* [PROBLEM DESCRIPTION] Starting at the line containing "Target: green leaf" and ending at the line containing "Where can the green sepal be found here?", print every line of the material below exactly, both ends included, and stop there.
Start of Block
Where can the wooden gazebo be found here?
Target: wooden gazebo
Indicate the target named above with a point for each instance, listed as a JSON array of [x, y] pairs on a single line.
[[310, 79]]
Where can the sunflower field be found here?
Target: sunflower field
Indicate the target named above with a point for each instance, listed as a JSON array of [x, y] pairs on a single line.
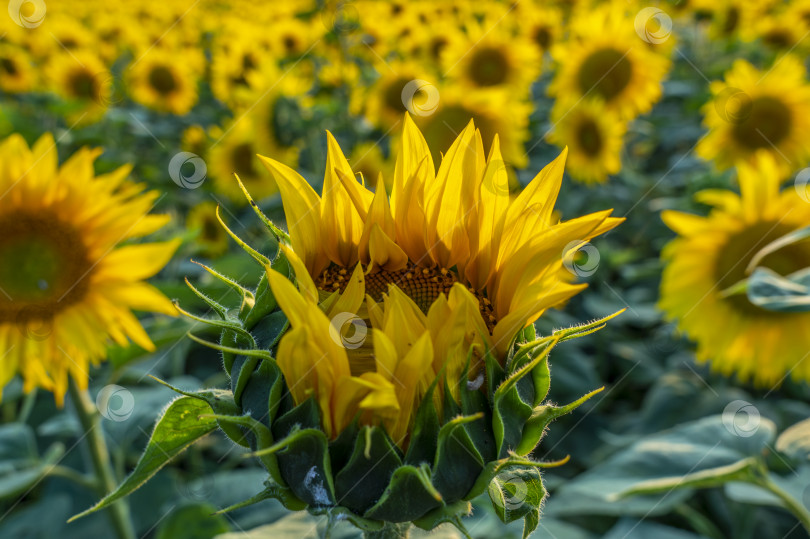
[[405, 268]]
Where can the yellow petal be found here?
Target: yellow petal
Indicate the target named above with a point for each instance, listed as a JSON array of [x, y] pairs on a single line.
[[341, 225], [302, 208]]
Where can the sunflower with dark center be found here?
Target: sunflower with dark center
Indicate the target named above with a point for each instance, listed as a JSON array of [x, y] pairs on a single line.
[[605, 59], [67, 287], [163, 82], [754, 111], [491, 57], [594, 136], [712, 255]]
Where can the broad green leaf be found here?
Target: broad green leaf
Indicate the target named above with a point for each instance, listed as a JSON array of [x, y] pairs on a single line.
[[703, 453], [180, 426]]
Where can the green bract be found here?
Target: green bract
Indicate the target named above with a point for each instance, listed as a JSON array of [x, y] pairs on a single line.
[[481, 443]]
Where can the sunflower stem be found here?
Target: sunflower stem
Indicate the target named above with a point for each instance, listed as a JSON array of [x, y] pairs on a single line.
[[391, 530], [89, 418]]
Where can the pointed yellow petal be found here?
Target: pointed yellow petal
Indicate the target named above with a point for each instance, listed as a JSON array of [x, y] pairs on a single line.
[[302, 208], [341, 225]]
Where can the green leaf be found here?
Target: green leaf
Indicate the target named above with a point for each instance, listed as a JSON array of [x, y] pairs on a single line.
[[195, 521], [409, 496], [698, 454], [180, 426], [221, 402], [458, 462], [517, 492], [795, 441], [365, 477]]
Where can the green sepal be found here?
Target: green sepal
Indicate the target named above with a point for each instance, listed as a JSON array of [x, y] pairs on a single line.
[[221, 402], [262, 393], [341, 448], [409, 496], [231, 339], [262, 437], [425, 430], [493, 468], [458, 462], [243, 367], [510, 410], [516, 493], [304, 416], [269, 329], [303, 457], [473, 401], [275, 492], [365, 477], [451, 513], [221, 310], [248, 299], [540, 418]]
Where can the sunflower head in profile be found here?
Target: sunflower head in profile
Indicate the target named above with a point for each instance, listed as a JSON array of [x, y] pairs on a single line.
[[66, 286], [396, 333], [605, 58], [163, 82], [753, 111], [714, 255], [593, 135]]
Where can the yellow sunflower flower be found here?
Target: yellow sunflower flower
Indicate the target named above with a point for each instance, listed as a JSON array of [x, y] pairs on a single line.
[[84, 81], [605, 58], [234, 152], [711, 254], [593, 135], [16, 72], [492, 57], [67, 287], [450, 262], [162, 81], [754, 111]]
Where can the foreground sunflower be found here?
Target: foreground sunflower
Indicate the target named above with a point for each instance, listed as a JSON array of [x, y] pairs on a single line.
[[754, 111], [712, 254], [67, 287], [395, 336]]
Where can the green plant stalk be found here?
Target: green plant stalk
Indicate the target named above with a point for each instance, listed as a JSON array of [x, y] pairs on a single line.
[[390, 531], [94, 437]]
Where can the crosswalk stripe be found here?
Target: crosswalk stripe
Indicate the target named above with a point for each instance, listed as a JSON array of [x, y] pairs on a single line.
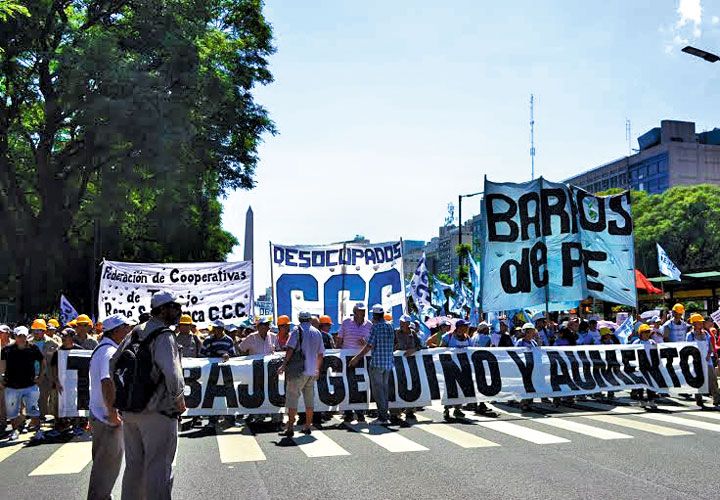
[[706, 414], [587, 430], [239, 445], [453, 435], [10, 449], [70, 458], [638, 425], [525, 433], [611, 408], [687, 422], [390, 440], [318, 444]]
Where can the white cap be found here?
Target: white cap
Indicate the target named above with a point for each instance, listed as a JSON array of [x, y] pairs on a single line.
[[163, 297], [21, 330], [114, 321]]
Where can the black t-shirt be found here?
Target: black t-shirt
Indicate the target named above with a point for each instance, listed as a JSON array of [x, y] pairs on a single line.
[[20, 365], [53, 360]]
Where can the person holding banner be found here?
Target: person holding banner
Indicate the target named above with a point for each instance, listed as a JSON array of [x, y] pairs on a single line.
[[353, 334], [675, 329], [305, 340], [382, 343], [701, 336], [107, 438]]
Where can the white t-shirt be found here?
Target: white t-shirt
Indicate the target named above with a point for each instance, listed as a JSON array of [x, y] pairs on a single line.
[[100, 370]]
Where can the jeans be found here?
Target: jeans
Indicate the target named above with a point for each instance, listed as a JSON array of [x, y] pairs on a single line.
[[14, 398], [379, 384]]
End of Block
* [EXERCISE OUTPUT]
Target: green leaf
Indicate the target named above with a point for each instance, listed as a JSON array of [x, y] pairs on a single line.
[[195, 521], [409, 496], [698, 454], [180, 426], [221, 402], [458, 462], [517, 492], [795, 441], [365, 477]]
Where can the green sepal be found here?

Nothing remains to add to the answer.